What is needed:
Please reproduce, word for word, the lines of the listing below, starting at the line that contains "Phrase: pod of dolphins" and ending at the line that contains "(611, 1101)".

Raw data:
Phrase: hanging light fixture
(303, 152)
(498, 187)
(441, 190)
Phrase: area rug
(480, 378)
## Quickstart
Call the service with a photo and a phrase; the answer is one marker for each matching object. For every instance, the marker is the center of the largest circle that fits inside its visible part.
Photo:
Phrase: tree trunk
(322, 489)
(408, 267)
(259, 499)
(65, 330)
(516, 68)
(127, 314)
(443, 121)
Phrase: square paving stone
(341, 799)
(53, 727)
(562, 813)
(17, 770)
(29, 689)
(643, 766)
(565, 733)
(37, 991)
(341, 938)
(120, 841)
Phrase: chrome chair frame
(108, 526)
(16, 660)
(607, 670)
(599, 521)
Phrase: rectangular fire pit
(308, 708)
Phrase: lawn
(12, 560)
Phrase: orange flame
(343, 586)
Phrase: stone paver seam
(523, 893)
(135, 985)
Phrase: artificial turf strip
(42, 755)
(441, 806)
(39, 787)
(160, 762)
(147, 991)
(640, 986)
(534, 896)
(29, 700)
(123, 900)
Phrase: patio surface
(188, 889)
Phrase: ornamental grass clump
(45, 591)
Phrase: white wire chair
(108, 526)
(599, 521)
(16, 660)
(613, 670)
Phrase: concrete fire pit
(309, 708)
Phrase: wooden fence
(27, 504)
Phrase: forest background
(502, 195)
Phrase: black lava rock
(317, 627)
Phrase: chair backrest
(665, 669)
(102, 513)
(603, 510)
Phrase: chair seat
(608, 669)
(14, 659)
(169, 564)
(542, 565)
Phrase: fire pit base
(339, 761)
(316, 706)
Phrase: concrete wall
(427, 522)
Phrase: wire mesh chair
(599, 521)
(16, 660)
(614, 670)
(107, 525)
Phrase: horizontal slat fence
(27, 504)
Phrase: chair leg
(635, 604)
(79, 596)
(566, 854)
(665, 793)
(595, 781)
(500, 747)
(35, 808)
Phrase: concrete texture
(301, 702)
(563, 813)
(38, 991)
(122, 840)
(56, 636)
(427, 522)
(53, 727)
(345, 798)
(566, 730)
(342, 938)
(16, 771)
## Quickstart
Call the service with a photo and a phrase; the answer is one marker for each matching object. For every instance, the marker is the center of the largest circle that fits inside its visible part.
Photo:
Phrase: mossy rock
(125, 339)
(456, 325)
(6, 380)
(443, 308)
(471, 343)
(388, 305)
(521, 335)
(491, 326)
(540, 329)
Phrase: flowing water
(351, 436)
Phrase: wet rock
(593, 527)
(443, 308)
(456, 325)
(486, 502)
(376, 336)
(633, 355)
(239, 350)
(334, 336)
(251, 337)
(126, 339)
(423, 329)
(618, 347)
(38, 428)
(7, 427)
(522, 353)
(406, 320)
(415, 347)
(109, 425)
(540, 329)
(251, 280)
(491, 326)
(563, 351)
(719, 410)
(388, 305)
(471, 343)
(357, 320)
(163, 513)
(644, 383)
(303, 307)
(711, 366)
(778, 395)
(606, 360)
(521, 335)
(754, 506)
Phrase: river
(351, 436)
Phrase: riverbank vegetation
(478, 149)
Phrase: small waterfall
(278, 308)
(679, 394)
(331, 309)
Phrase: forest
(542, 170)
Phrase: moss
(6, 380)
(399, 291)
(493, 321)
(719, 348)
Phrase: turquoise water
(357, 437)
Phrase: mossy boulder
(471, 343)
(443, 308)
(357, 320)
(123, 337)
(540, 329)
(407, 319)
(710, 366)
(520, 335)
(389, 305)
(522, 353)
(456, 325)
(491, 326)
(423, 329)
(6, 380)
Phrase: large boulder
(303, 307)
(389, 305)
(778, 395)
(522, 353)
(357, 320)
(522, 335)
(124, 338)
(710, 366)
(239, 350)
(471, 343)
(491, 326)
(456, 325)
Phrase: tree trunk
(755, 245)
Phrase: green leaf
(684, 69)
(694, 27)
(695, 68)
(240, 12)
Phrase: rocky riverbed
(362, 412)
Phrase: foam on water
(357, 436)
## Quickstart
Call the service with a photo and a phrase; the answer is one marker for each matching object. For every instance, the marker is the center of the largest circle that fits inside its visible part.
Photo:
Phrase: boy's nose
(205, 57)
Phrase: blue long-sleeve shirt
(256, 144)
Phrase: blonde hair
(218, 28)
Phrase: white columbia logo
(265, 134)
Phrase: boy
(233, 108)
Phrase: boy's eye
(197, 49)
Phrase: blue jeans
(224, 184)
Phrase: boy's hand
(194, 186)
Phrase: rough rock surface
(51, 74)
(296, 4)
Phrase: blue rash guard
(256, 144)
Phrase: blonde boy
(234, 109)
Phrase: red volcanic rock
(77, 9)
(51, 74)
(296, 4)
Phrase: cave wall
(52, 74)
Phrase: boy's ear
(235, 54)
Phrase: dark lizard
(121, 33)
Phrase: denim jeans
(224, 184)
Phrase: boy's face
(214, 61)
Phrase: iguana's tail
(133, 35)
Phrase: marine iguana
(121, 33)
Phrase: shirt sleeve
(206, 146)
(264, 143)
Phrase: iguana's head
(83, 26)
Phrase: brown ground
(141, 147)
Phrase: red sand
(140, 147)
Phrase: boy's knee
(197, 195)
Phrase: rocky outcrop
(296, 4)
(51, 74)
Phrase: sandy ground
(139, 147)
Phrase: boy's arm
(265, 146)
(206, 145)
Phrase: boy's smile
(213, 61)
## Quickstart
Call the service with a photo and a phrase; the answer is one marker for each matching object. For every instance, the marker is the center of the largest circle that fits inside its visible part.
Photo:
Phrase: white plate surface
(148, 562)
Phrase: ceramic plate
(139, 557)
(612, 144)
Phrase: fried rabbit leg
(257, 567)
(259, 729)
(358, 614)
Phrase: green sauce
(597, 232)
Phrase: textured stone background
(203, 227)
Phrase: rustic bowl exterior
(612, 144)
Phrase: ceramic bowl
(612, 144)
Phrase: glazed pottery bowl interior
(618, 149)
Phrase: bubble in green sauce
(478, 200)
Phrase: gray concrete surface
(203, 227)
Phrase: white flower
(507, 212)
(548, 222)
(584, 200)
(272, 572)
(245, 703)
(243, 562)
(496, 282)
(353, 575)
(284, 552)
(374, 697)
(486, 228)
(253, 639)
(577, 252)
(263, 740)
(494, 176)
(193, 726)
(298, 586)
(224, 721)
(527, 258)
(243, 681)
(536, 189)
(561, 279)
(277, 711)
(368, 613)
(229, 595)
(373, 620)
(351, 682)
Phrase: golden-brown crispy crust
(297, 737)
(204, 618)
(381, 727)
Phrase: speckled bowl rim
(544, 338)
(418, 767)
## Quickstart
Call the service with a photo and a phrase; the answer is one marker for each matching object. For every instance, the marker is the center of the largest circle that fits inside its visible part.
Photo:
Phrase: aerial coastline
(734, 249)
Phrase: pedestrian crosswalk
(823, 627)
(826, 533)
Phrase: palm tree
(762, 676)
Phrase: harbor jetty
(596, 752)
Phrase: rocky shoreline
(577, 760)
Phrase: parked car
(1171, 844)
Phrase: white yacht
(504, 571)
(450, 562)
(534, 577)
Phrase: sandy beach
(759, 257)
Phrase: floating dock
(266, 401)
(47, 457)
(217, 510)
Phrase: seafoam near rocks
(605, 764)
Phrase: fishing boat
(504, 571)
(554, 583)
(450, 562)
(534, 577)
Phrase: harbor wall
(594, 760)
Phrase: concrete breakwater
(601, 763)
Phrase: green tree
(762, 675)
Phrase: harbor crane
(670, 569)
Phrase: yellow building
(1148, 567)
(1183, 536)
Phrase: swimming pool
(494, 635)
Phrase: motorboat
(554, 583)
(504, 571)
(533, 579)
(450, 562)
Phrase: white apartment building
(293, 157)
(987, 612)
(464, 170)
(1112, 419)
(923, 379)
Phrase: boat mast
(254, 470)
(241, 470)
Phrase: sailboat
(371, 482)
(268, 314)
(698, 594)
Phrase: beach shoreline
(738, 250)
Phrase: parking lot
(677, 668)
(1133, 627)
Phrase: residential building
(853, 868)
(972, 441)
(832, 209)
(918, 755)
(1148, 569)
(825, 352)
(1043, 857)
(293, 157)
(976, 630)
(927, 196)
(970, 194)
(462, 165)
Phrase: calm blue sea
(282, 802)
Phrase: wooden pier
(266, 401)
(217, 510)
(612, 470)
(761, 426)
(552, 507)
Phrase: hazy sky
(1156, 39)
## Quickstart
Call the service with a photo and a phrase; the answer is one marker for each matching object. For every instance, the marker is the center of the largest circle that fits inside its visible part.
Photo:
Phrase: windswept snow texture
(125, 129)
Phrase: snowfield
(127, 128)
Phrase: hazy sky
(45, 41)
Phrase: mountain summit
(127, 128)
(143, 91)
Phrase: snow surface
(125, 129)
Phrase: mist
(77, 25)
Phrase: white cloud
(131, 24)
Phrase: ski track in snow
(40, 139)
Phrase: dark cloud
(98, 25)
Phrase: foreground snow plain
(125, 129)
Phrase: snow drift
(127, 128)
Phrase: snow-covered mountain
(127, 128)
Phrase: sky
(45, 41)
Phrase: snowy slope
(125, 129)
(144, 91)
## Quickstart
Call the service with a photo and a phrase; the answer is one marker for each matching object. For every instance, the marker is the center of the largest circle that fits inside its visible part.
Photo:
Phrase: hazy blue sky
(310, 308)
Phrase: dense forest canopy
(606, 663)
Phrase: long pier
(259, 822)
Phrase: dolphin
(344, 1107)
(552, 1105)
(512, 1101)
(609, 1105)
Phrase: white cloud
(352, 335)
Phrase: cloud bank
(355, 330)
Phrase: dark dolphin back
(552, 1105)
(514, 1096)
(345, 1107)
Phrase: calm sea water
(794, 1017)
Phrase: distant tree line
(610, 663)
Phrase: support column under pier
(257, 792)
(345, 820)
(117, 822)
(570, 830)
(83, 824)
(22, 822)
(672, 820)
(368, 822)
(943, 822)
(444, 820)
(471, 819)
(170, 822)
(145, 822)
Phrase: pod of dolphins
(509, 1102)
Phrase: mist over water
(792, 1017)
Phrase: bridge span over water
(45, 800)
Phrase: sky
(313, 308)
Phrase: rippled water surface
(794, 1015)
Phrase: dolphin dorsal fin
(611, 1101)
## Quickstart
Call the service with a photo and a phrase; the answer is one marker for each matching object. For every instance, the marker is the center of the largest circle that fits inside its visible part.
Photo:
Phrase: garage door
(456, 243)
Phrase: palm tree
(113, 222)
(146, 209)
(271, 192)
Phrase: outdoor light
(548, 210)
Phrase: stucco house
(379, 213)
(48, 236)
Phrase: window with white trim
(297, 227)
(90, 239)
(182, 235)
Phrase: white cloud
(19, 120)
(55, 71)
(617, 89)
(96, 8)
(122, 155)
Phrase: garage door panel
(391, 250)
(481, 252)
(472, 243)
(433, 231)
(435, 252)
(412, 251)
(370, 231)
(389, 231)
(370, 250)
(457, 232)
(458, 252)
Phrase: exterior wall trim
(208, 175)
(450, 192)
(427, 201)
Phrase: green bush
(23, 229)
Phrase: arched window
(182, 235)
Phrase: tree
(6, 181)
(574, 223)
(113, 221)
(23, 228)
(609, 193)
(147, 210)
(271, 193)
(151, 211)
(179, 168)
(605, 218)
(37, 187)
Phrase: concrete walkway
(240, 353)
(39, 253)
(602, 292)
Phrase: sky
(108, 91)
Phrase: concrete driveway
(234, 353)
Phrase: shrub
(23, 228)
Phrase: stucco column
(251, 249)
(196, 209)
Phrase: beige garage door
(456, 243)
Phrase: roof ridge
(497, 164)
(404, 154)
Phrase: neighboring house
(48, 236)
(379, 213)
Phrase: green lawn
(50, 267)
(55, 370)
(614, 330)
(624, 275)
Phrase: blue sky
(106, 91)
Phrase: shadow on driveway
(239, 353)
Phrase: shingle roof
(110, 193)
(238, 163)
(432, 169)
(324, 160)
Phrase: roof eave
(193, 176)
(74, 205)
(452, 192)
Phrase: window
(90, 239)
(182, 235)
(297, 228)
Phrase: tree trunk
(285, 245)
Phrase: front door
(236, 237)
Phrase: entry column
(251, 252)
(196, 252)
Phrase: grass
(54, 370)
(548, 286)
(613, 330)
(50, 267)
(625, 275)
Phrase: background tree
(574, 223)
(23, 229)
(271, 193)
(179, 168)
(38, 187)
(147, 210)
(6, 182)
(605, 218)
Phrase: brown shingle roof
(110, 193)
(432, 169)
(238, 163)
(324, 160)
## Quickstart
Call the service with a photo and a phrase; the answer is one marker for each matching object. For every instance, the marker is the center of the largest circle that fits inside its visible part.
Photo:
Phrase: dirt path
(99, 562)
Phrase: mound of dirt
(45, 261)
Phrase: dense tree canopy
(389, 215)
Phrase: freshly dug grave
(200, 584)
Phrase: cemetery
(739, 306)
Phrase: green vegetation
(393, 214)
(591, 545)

Exercise response:
Phrase: pod of dolphins
(509, 1102)
Phrase: mist over water
(792, 1017)
Phrase: bridge span over water
(45, 800)
Phrase: sky
(313, 308)
Phrase: rippled water surface
(794, 1015)
Phrase: dolphin dorsal fin
(611, 1101)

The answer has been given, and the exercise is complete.